• **Directive**:
Count the lines in the data below that contain the word "ibex". Reply with the number alone.

• **Task input**:
•••

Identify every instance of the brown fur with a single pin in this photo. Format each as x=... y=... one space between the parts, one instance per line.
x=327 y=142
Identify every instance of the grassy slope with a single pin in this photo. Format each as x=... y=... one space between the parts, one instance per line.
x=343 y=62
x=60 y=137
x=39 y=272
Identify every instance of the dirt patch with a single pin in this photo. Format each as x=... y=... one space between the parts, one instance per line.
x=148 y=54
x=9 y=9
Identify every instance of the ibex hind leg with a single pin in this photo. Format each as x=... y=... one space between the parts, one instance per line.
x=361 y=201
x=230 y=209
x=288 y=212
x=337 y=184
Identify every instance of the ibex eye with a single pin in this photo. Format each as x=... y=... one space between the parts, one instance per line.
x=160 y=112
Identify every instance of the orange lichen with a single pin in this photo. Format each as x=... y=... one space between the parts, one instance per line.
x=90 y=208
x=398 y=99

•••

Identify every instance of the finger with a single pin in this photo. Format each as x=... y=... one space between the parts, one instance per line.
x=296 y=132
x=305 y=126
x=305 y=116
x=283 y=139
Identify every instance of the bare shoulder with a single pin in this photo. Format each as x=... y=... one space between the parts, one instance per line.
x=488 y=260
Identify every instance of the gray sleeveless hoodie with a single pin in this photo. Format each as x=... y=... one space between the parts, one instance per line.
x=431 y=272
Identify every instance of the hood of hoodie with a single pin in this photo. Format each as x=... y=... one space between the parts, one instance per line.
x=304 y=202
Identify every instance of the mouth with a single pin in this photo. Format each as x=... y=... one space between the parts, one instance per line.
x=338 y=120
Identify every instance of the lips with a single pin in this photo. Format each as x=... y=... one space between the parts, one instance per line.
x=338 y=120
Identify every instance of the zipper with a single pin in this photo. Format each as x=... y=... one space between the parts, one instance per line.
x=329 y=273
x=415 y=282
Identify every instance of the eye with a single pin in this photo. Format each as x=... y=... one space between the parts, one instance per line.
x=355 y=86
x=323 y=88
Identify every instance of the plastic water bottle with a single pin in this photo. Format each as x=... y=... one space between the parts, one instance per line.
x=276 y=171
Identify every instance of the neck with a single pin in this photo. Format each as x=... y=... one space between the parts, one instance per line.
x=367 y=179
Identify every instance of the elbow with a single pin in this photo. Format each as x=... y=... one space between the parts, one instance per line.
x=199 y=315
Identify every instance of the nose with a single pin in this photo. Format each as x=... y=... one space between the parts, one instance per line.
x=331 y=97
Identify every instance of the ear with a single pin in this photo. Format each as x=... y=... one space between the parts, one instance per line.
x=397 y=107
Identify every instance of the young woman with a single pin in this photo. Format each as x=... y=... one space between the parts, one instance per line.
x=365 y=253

•••

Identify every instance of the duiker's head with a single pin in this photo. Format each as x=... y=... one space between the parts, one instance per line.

•••

• **Solution to this problem**:
2